• [Task brief]
Please take the entries below from the first line through the line containing "formatted like (369,82)" and repeat them exactly, leaving out everything after.
[Start of section]
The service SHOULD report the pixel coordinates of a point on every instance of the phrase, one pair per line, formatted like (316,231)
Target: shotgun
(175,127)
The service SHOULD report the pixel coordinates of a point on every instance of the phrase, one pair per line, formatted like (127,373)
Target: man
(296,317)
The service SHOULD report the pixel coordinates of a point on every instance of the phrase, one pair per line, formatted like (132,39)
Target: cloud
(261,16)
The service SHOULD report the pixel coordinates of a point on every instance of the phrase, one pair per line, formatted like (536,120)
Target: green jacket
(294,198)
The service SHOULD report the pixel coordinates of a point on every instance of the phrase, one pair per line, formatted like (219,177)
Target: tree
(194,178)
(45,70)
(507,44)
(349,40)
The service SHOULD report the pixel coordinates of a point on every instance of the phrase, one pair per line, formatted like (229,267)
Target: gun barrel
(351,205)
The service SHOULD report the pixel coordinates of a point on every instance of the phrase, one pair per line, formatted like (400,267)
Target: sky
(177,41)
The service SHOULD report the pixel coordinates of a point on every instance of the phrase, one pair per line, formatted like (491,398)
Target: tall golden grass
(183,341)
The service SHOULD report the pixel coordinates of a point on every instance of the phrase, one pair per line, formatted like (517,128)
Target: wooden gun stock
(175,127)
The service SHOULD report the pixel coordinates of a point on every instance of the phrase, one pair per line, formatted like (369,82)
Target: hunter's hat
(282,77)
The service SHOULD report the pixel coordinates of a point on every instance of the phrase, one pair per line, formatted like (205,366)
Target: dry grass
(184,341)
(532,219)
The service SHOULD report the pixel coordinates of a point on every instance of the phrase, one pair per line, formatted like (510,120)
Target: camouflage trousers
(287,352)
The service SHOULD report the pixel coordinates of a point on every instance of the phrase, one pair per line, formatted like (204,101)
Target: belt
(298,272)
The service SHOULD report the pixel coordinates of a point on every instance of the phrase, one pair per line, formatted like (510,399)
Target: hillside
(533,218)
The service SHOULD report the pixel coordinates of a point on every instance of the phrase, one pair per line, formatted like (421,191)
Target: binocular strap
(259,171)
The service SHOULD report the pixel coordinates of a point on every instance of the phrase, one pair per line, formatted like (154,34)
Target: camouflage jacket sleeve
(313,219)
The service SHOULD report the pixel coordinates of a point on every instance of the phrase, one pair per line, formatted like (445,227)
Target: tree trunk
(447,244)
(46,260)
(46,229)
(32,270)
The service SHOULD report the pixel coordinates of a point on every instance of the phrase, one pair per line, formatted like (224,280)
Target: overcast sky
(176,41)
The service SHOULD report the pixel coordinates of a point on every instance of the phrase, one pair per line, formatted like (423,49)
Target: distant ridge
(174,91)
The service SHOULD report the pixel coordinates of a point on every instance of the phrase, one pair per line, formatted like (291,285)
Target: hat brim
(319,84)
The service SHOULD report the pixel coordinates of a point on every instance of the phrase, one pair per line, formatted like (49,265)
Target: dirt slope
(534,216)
[End of section]
• [Answer space]
The service SHOULD report the pixel coordinates of a point on every instance of the phrase, one pair per line, formatted like (316,231)
Target: shotgun
(175,127)
The service SHOULD report the pixel coordinates of a point on every instance of the phrase, one pair per line, formatted like (127,373)
Target: man
(296,317)
The service SHOULD report the pixel coordinates of a point on every instance of the phrase, one pair per line, formatted like (132,39)
Target: cloud
(261,16)
The service SHOULD report the pixel coordinates of a point on every instance of the phrase, one pair per line, formatted like (536,120)
Target: green jacket
(294,198)
The service SHOULD report the pixel coordinates of a point on every instance of the phrase, one pair per line, formatted like (219,177)
Target: tree
(194,178)
(45,70)
(507,44)
(349,40)
The service SHOULD report the pixel coordinates of a point on every instance of the phrase, one pair per line, formatted like (229,267)
Target: gun barrel
(351,205)
The service SHOULD report the pixel coordinates of a point on every instance of the phrase, one pair per line, formatted like (400,267)
Target: sky
(177,41)
The service SHOULD report the pixel coordinates of a point on every instance of the phrase, one pair per line, formatted like (491,398)
Target: tall golden grass
(183,341)
The service SHOULD report the pixel coordinates of a point on every instance of the phrase, one pair per line, formatted like (517,128)
Target: wooden gun stock
(175,127)
The service SHOULD report the pixel coordinates of a point on every instance of the phrase, one pair per line, formatted like (369,82)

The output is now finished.